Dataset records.

--- START ---

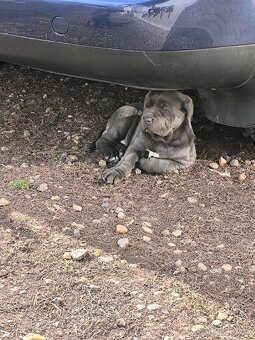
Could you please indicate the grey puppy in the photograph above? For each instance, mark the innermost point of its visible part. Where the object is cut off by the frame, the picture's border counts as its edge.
(160, 139)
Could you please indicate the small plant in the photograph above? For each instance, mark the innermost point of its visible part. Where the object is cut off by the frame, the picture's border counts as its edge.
(20, 184)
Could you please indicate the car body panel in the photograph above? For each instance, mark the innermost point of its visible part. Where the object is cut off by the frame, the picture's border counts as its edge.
(132, 25)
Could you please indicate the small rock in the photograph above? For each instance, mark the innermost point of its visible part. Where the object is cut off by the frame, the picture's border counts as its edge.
(165, 232)
(121, 229)
(202, 267)
(76, 233)
(67, 255)
(216, 323)
(102, 163)
(77, 207)
(26, 134)
(121, 323)
(222, 161)
(192, 200)
(78, 254)
(234, 163)
(153, 306)
(177, 233)
(242, 177)
(121, 215)
(4, 202)
(42, 187)
(55, 198)
(146, 238)
(147, 230)
(226, 267)
(123, 243)
(213, 166)
(222, 315)
(197, 328)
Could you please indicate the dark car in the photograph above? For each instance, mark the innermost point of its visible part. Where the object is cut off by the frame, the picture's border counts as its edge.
(207, 45)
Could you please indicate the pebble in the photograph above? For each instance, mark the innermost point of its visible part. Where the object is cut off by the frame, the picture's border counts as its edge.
(147, 230)
(102, 163)
(77, 207)
(222, 161)
(234, 163)
(192, 200)
(202, 267)
(153, 306)
(121, 229)
(242, 177)
(121, 215)
(121, 323)
(4, 202)
(226, 267)
(55, 198)
(197, 328)
(76, 233)
(67, 255)
(42, 187)
(222, 315)
(165, 232)
(32, 336)
(214, 166)
(78, 254)
(216, 323)
(177, 233)
(123, 243)
(146, 238)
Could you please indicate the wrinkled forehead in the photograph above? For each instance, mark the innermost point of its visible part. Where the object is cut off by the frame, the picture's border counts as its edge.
(159, 98)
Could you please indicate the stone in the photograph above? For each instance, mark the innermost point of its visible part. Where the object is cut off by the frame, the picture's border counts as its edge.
(177, 233)
(226, 267)
(222, 161)
(192, 200)
(202, 267)
(42, 187)
(102, 163)
(222, 315)
(216, 323)
(242, 177)
(121, 215)
(77, 207)
(4, 202)
(197, 328)
(123, 243)
(147, 230)
(121, 229)
(214, 166)
(165, 232)
(121, 323)
(146, 239)
(153, 306)
(67, 255)
(78, 254)
(234, 163)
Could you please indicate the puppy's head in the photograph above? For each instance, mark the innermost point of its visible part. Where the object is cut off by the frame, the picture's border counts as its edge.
(165, 111)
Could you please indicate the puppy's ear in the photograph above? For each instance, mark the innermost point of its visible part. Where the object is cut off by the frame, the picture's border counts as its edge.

--- END ---

Work instructions. Omit all pictures while transcribing the entries verbatim.

Task response.
Could you please indicate the grey puppy in the photograph above? For each instance, mark the innermost point of its visible part. Where the object is cut off by the frame, the picture's border counts as its edge.
(160, 139)
Could you please indicate the small plant in the photograph above? For each instance, mark the innermost point of its visible part. Where the object is cut off by the frame, the picture's border counts as its edge.
(20, 184)
Could you please indicate the car body panel in the photograph above? For each instance, mark the innermost point of its visible part. Where the object is cut off by the frame, the picture's border counts as its edge.
(132, 25)
Could you please indicate the small rock in the photograph above? For each instance, mark the innermost point of its visible part. Where the object is cut off by the frame, the picture's border counts as its edge.
(165, 232)
(121, 229)
(202, 267)
(76, 233)
(67, 255)
(216, 323)
(102, 163)
(77, 207)
(26, 134)
(121, 323)
(222, 161)
(192, 200)
(78, 254)
(234, 163)
(153, 306)
(177, 233)
(242, 177)
(121, 215)
(4, 202)
(42, 187)
(55, 198)
(146, 238)
(147, 230)
(226, 267)
(123, 243)
(213, 166)
(222, 315)
(197, 328)
Could you please indicate the dark car in the photograph above? For each instance, mark the innermost point of its visible part. Where the object is cut off by the frame, the picture's border counts as its edge.
(207, 45)
Could you please indicate the pebble in the photograph above? For each instance, mark the innermost point of its visible part. Where the object is cut off by the frame, the picture's border counts as its edge.
(147, 230)
(102, 163)
(77, 207)
(222, 161)
(234, 163)
(192, 200)
(202, 267)
(153, 306)
(121, 229)
(242, 177)
(121, 215)
(121, 323)
(4, 202)
(226, 267)
(55, 198)
(197, 328)
(76, 233)
(67, 255)
(42, 187)
(222, 315)
(165, 232)
(32, 336)
(214, 166)
(78, 254)
(216, 323)
(177, 233)
(123, 243)
(146, 238)
Could you please indicate the wrinkled forehead in the photograph above? For each instance, mark the innermost point of its visible part. Where the object is cut off by the frame, the picture's border counts as its edge.
(159, 98)
Could you please indicate the stone in the photograph above? For each instance, mark the innermost point of its visible part. Where the object is cut off by the frame, the picture's border counts as its edge.
(177, 233)
(226, 267)
(222, 161)
(192, 200)
(202, 267)
(42, 187)
(102, 163)
(222, 315)
(216, 323)
(242, 177)
(121, 215)
(77, 207)
(4, 202)
(197, 328)
(123, 243)
(147, 230)
(121, 229)
(214, 166)
(165, 232)
(121, 323)
(146, 239)
(153, 306)
(67, 255)
(78, 254)
(234, 163)
Could you please indicate the puppy's head in the photograph above? For each instance, mark the innermost point of its visible part. Where the object is cut off by the frame, the picture's border counts as its edge.
(165, 111)
Could you please indicate the puppy's ear in the photograph above? For each instance, mark the innermost point of its visible part. Where the object is cut off by the frame, the picture's border counts as its edge.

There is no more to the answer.